_Exercise description:_
In this exercise, every entry below is to be reproduced word for word.

_Source data:_

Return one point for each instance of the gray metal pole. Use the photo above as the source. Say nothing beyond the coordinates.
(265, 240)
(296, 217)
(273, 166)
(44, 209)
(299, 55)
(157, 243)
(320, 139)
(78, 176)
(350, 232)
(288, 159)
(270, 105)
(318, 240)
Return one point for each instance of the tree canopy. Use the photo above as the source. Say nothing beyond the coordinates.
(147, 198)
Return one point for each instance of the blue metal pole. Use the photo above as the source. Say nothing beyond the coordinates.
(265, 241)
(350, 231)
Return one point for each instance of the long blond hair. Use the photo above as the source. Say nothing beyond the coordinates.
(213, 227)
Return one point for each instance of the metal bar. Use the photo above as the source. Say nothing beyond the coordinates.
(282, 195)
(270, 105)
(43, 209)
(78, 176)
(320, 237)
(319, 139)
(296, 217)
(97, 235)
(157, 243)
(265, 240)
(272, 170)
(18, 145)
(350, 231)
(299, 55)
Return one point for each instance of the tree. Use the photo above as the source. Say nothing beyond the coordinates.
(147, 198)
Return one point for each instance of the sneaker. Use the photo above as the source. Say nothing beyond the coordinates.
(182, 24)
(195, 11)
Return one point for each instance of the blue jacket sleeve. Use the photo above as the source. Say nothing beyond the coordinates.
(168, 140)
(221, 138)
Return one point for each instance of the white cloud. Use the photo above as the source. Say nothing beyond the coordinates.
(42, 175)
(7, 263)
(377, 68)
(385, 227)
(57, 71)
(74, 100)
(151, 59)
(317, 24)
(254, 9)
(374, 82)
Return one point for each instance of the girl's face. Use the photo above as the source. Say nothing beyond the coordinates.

_Finished task:_
Return one point for each instance of the gray metal pole. Use the photo above as the source. Say nothing beyond the coordinates.
(265, 240)
(296, 217)
(273, 166)
(44, 209)
(299, 55)
(157, 243)
(320, 139)
(78, 176)
(350, 232)
(288, 159)
(270, 105)
(318, 240)
Return one point for each instance of the tree canopy. Use the photo above as the source. Say nothing beyond the coordinates.
(147, 198)
Return one point for each instance of the blue metal pole. Use the photo above as the source. Say nothing beyond the coordinates.
(265, 241)
(350, 231)
Return one point for each instance of the long blond hair. Use the photo above as the source. Say nothing beyond the coordinates.
(213, 227)
Return one point for each instance of the metal bar. Use the photo above as the source. Say nothing beyond the coordinates.
(282, 195)
(270, 105)
(43, 209)
(78, 176)
(320, 237)
(319, 139)
(296, 217)
(97, 235)
(157, 243)
(265, 240)
(272, 170)
(18, 145)
(350, 231)
(299, 55)
Return one point for each instance of the tree. Use the photo above as the source. Say nothing beyond the coordinates.
(147, 198)
Return one point for each instance of the sneaker. Use the photo above as the source. Say nothing beyond the coordinates.
(182, 24)
(195, 11)
Return one point for each instance of the blue jacket sleeve. Use the photo above as the source. Say nothing beyond the coordinates.
(168, 140)
(221, 138)
Return one point for each instance of the white cloud. Use the photo above as the source. Say nothing beyond the coordinates.
(42, 175)
(7, 263)
(377, 68)
(385, 227)
(57, 71)
(74, 100)
(151, 59)
(317, 24)
(254, 9)
(374, 82)
Return one point for each instance of the girl's face. Use the photo above as the source. Say nothing beyond the coordinates.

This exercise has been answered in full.